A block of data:
▶

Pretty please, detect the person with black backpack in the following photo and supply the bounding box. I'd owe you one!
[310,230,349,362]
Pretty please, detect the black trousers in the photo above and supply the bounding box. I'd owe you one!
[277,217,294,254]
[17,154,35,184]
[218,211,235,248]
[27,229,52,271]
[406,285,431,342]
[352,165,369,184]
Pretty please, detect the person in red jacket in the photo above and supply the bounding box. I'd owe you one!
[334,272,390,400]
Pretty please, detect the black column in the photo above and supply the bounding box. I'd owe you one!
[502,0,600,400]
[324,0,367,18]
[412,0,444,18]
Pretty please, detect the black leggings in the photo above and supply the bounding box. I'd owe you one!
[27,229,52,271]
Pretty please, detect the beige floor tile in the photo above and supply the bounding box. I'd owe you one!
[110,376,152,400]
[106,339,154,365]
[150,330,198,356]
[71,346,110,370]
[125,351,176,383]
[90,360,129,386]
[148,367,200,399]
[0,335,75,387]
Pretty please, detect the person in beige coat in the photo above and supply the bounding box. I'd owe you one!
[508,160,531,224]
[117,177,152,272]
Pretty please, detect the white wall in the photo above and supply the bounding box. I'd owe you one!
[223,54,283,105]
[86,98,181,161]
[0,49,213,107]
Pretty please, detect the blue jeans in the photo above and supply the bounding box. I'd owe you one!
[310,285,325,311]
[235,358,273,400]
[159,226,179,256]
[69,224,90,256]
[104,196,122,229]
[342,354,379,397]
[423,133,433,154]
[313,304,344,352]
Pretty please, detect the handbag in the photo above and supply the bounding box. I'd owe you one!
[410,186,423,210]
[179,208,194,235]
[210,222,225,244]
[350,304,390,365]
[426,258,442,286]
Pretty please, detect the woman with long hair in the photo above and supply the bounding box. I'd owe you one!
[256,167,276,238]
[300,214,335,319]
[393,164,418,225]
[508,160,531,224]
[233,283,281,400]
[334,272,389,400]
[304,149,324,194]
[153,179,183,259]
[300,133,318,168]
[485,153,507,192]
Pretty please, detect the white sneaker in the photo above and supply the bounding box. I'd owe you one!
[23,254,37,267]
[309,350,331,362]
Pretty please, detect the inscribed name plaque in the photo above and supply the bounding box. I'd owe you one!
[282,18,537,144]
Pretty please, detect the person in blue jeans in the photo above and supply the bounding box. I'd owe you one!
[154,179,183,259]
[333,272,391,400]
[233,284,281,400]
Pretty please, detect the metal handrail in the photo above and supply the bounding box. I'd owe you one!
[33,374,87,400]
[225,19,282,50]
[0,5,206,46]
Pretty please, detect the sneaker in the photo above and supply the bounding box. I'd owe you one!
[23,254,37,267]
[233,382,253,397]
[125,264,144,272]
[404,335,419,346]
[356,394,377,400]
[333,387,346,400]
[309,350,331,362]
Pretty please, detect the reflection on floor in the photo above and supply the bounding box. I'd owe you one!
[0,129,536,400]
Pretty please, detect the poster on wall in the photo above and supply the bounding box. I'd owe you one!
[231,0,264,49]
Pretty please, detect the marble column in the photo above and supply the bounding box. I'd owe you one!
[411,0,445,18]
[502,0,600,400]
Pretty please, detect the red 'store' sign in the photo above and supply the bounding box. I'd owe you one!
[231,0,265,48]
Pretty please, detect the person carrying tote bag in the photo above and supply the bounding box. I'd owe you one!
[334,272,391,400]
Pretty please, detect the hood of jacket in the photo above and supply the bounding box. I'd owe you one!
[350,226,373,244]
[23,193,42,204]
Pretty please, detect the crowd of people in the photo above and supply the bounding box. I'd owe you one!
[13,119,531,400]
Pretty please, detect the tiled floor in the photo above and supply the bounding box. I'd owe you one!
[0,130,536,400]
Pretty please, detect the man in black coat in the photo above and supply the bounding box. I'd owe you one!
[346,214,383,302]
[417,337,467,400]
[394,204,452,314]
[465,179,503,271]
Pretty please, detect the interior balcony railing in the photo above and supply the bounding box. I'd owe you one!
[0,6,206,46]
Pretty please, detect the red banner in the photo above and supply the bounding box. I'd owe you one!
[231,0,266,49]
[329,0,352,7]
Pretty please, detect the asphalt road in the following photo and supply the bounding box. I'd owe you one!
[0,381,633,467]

◀

*To be done:*
Every record above should be copied exactly.

*Full output:*
Pretty please, detect the person with black backpack in the following photo and supply the bounding box. I'd owe you one!
[310,230,349,362]
Pretty please, detect the black trousers in the photo above and supply the bounding box. I'd owe you one!
[277,217,294,254]
[17,154,35,184]
[218,211,235,248]
[27,229,52,271]
[406,285,431,342]
[352,165,369,184]
Pretty please, detect the person in red jacket in the photo above and supply the bounding box. I'd owe you one!
[334,272,390,400]
Pretty please, detect the black column in the photo above and supply the bounding box. I'd owe you one!
[502,0,600,400]
[324,0,367,18]
[412,0,444,18]
Pretty please, detect the black leggings in the photo above and supply the bounding box. I'd owe you one!
[27,229,52,271]
Pretty please, detect the beige floor tile in the photo above and supply the bounding box. I'd owe you one!
[110,376,152,400]
[106,339,154,365]
[150,330,198,356]
[71,346,110,370]
[125,351,176,383]
[90,360,129,386]
[148,367,200,399]
[0,335,75,387]
Pretty please, detect the person in beige coat in the photo above and supply the bounding box. I'd owe you one!
[508,160,531,224]
[117,177,152,272]
Pretty please, detect the white wall in the photo above and supply the bounding box. I'd owe you one!
[223,54,283,105]
[86,98,181,161]
[0,49,213,107]
Pretty please, detect the blue jeans in the photo above and supply the bounding box. I'd owe you one!
[310,285,325,311]
[235,358,273,400]
[159,226,179,256]
[69,224,90,256]
[104,196,122,229]
[342,354,379,397]
[423,133,433,154]
[313,304,344,352]
Pretty please, detect the handbag in the photo above and supply the bounding box. I'd owe you one!
[410,186,423,210]
[179,208,194,235]
[210,222,225,244]
[350,304,390,365]
[426,258,442,286]
Pretty please, detect the woman with long hair in the photo above and supply the bounding box. I'd owe you one!
[256,167,276,238]
[300,214,335,319]
[393,164,418,225]
[508,160,531,224]
[233,283,281,400]
[334,272,389,400]
[304,149,324,194]
[153,179,183,259]
[300,133,318,168]
[485,153,507,192]
Pretty please, detect the white sneaker in the photo above and supply the bounding box. I'd owe you one!
[23,254,37,267]
[309,350,331,362]
Pretty please, detect the inscribed name plaque in the photo above and supply the bounding box. I'd owe you one!
[282,18,537,144]
Pretty please, detect the person in blue jeans in the photo above and supply the bounding box. I'd owe you one!
[154,179,183,259]
[333,272,391,400]
[233,284,281,400]
Pretty please, detect the metal handrail in the photo above and supply the bounding box. I'd owe you one!
[33,374,87,400]
[225,19,282,50]
[0,5,206,46]
Pretty please, detect the sneaker in the photo above and supply the bounding box. I'd owe you one!
[23,254,37,267]
[233,382,253,397]
[125,264,144,272]
[404,335,419,346]
[356,394,377,400]
[333,387,346,400]
[309,350,331,362]
Pretty please, detect the reflection on floor in the photo above and supply the bounding box. I'd owe you one!
[0,129,536,400]
Pretty please, detect the poster on wall in the photo above and supply the bounding box. I'd owe you one!
[231,0,264,49]
Pretty please, detect the marble column in the photo above and supply the bounding box. I'd owe you one!
[411,0,445,18]
[502,0,600,400]
Pretty please, detect the red 'store' sign in the photo above and supply the bounding box. I'd owe you one!
[231,0,265,48]
Pretty please, detect the person carrying tote bag in the photo above and supply the bounding box. I'd owe you one!
[334,272,391,400]
Pretty please, detect the hood of jacket in the photo above and supply the bounding box. I'd owe you one!
[350,226,373,244]
[23,193,42,204]
Pretty please, detect the crowd of people in the photo above and supply the bounding box. I'd owe you one!
[13,119,531,400]
Pretty please, detect the tiled floor in the photo above and supply the bounding box. I'd owe you one!
[0,130,536,400]
Pretty please, detect the man in black coat in the photo above and supply the bounding box. I'd owe you one!
[346,214,383,302]
[417,337,467,400]
[394,204,452,314]
[465,179,503,271]
Pretty please, detect the interior balcony railing in the photo above and supply the bounding box. I'd owe you one!
[0,6,206,46]
Pretty please, detect the red banner in the photo above and supply the bounding box. I'd owe you one!
[231,0,266,49]
[329,0,352,7]
Pretty please, detect the asphalt road in the following photo and supply the bounding box. I'd owe you one!
[0,381,633,467]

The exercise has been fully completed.